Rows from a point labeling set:
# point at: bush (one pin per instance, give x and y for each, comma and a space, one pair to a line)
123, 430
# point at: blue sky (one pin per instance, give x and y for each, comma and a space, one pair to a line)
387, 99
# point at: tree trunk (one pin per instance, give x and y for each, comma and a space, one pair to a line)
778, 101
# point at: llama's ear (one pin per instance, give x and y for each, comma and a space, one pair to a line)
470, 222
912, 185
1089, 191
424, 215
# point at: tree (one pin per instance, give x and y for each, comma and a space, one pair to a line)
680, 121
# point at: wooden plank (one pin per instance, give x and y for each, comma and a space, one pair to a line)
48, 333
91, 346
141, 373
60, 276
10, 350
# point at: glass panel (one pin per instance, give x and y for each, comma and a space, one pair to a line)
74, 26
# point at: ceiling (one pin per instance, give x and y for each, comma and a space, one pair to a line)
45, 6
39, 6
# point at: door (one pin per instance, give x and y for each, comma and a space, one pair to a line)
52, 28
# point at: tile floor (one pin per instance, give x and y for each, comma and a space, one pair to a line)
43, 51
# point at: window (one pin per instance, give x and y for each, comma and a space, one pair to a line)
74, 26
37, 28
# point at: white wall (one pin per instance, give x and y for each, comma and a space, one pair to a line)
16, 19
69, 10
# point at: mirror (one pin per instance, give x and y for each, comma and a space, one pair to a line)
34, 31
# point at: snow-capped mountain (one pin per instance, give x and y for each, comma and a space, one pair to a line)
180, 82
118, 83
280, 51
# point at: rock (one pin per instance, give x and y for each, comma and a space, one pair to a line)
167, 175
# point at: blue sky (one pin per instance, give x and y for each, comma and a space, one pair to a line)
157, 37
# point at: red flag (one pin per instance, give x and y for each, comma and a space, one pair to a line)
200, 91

TASK INSTRUCTIONS: Copy the rows from the line containing "# point at: snow-capped" through the end of the rows, both ends included. Add 80 to every x and y coordinate, and leave all other lines unchanged.

REPLY:
# point at: snow-capped mountain (one pin per instance, give x and y for each, comma and a space, one pair to a line)
260, 162
198, 163
360, 131
# point at: rock (one pin per instance, give x and y for each, comma and a space, one pair to a line)
247, 255
# point at: blue sky (one pin per instance, give x and y for each, comma and a space, one pair to a line)
237, 117
# point at: red flag (one pin per instance, give x and y for each, comma and a space, one pair to a line)
280, 171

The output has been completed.